少しシェル分析から離れるが、このB音提示は「四七抜き音階」の提示に一役買っていると考えられる。『呼び込み君』のメロディーは「ほぼ」四七抜き音階で作られている。四七抜き音階とは、4度と7度の音を使わないスケールで、C majorでいうと「ドレミソラ」だけを使うものだ。様々なジャンルで用いられるが、日本で言えば童謡の多くはこの四七抜き音階で作られており、懐かしさや東洋的な印象を持っている。『呼び込み君』に親しみやすい印象を与える一因であろう。「ほぼ」といったのは、8小節目2拍目のG音は4度だからだ。ただ、この箇所はメロディとしてスケール感を押し出すいうより、先述したとおりモチーフ裏切りとしての音形の提示とドミナントに7thを与えるための、例外的な動きと解釈してもいいだろう。

● **やること**
• 1. 『呼び込み君』の文章で、四七抜き音階はC majorでいうとどの音だけを使うと書かれていますか。
• 2. 『呼び込み君』の文章を、最後の文の次から書き継いでください。
資料はここでは使いません。

● **記録データ**
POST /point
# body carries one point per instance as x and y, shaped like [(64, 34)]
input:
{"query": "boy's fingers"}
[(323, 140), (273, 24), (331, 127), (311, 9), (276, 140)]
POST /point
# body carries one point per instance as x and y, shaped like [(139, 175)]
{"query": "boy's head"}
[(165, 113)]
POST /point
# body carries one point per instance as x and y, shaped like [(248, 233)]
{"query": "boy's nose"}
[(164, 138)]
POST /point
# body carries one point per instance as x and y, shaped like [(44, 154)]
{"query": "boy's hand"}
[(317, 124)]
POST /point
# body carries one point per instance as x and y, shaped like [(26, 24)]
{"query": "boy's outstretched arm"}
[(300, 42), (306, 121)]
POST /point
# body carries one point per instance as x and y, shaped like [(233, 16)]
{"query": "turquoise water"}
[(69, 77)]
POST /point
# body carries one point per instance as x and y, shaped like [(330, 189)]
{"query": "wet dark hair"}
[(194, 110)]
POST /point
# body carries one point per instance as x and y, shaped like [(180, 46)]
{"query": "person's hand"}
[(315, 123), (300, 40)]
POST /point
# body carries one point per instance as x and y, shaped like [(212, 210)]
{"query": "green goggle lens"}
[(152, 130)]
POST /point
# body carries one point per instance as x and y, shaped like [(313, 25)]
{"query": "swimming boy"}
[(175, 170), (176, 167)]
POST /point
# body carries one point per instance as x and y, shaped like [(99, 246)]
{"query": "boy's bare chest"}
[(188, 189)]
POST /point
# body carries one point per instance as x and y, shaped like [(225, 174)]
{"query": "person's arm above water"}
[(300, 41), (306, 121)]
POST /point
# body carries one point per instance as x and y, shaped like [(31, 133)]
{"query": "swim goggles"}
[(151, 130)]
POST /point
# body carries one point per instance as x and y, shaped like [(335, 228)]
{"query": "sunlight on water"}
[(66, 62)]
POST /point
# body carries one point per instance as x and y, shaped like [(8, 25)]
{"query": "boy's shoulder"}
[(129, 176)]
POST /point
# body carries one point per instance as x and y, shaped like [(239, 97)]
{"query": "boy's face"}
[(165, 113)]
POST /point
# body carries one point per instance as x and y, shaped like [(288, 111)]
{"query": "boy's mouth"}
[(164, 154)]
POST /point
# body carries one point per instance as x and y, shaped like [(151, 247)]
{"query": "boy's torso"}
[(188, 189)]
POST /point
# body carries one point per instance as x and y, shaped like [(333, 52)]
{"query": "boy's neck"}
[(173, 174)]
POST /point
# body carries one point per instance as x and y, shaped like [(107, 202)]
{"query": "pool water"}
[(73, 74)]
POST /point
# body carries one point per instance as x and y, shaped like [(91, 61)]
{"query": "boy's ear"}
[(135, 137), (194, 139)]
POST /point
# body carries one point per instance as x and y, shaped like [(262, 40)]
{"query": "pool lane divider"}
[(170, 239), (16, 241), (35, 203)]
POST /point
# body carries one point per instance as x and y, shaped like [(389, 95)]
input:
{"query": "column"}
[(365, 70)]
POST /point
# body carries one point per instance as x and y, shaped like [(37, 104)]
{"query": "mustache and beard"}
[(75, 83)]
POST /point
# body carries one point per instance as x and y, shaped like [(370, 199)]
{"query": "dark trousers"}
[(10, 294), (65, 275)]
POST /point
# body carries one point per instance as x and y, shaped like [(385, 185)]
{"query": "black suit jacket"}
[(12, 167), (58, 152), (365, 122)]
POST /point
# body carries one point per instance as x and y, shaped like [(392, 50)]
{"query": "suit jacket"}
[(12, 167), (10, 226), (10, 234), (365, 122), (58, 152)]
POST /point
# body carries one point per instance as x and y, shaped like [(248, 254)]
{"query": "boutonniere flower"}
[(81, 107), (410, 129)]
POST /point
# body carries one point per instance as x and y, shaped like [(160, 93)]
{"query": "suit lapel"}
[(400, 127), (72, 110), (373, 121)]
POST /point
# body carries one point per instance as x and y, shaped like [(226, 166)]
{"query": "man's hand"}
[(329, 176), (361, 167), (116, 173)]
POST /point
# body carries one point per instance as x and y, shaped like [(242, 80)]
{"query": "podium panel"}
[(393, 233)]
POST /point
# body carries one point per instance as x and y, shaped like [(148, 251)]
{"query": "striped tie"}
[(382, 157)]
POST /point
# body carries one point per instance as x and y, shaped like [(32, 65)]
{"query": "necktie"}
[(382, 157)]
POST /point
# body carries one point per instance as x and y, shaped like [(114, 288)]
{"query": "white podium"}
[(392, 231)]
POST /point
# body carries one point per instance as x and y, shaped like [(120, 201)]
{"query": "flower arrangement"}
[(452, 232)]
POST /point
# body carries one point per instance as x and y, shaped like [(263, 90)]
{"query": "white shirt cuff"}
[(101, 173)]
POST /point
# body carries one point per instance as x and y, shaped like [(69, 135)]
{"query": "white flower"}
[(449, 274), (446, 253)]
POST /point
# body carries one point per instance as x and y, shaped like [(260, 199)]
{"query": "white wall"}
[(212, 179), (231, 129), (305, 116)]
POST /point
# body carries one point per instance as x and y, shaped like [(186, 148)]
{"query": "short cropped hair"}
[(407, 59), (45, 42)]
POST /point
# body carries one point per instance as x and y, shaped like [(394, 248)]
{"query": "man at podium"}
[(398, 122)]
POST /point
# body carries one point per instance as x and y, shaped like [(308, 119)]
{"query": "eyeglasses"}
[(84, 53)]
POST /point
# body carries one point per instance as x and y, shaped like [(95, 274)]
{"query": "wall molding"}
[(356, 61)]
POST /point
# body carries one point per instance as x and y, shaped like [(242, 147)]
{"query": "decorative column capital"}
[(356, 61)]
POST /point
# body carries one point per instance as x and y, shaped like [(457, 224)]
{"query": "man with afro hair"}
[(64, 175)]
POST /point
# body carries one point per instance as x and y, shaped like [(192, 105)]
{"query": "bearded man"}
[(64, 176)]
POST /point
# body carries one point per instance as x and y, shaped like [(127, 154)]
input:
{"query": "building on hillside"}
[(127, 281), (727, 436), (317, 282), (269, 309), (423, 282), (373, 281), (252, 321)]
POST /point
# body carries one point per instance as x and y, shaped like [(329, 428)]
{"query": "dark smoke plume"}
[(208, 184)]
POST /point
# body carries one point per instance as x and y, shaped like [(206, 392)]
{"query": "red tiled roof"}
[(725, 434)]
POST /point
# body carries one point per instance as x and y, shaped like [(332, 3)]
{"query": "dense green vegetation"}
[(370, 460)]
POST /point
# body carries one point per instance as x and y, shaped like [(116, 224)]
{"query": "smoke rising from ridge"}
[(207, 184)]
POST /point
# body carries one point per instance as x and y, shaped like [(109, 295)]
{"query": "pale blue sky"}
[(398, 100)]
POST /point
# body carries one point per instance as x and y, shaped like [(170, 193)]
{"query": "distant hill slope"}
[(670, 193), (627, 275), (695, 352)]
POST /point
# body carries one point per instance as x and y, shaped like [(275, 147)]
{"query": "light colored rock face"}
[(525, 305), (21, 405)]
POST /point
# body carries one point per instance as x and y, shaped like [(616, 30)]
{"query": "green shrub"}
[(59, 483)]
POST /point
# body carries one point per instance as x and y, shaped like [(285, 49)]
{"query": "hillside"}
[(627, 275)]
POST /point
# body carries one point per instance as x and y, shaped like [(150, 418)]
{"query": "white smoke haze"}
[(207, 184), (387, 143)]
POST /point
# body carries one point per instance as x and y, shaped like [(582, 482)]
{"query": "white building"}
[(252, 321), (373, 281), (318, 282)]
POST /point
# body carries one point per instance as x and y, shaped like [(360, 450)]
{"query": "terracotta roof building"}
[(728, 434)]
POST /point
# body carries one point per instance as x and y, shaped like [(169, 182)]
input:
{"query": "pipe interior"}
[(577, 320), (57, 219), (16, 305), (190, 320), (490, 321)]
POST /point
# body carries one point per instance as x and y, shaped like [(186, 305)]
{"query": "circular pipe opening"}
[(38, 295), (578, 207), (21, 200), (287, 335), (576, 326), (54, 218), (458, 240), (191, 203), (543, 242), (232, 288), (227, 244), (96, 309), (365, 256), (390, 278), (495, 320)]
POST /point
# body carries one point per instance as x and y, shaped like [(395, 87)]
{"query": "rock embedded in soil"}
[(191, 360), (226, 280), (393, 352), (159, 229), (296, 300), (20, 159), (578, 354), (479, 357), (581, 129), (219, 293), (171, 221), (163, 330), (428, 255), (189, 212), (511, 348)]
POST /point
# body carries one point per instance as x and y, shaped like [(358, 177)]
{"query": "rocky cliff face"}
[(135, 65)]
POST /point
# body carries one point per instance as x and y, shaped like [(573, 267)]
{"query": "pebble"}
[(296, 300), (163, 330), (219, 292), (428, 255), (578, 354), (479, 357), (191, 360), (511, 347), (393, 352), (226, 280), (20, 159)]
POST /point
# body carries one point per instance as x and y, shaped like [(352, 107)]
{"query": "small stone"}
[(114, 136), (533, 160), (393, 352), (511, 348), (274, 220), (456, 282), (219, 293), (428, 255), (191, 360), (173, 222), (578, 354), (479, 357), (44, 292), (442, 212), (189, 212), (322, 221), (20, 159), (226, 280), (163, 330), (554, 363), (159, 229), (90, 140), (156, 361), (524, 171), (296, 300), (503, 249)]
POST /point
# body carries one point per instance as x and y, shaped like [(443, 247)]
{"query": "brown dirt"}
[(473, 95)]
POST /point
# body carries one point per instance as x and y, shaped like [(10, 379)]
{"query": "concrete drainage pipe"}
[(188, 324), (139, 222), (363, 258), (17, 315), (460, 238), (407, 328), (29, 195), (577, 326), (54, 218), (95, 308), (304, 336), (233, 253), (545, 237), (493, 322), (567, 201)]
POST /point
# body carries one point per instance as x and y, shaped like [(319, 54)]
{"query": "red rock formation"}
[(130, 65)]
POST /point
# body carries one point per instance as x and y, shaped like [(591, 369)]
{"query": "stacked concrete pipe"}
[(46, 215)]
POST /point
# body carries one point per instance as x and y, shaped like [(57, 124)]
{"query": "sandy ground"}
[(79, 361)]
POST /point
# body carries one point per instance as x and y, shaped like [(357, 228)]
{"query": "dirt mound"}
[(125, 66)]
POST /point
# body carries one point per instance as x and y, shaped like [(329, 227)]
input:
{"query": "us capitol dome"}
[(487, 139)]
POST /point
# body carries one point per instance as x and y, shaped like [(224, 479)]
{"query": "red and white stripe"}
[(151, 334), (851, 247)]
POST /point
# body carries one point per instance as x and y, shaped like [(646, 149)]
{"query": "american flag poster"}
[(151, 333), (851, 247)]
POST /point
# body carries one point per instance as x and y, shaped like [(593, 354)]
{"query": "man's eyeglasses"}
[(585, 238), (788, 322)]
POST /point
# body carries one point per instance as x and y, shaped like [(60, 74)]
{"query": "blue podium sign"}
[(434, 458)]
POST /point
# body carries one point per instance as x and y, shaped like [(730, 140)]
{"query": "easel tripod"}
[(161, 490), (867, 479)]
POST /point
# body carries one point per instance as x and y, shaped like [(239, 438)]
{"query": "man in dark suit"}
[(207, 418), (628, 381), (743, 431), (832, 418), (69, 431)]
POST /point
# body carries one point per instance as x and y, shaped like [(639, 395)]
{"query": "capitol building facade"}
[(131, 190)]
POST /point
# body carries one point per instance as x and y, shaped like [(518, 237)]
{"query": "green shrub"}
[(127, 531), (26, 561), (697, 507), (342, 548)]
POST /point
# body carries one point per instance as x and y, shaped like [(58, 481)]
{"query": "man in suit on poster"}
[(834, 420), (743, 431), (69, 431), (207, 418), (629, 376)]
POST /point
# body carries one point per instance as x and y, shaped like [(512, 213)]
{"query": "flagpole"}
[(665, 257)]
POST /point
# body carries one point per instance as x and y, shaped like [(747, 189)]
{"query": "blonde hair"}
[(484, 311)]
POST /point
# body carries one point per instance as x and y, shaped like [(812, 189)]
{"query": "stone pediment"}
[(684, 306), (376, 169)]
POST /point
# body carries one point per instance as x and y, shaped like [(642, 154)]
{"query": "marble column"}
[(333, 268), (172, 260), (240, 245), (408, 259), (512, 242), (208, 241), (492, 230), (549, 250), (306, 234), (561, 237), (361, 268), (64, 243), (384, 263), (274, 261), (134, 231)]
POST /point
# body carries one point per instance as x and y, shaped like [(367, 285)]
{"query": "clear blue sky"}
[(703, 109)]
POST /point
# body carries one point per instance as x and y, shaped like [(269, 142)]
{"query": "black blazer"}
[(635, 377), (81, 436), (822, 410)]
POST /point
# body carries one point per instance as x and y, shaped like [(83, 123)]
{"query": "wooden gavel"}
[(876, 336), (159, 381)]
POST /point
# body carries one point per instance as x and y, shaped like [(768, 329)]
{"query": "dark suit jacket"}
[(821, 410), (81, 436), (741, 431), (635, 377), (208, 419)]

● **結果一覧**
• 1. 「ドレミソラ」だけです。

• 2.
それ以外のシェルとして残っているのは5音目の3rdだ。3rdは非常にわかりやすい。major/minorを決定する役回りからか、彩り豊かな印象を受ける。連打される5th中心のメロディに3rdで彩りを添えていると言える。まあ、これも短いので、どちらかというと5thの上下でメロディを振り回した下側の着地がたまたま3rdだったという解釈でも良いかもしれない。


さて続いて3, 4小節目だ。

『呼び込み君』メロディ3, 4小節目(コード内ディグリー付き)

全体的なシェルの流れとしては、3rdから始まり、(短い4th, 3rdをはさみながらも)5thに上がり、さらに7thまで上がっていく、という作りになっている。

コードはBmin7、マイナーである。初っ端3rdシェルの連打によってそのマイナー感がまず強調される。続く5thは浮遊感や透明感と言ったテクスチャを持っている、というのはさっきの説明通りだ。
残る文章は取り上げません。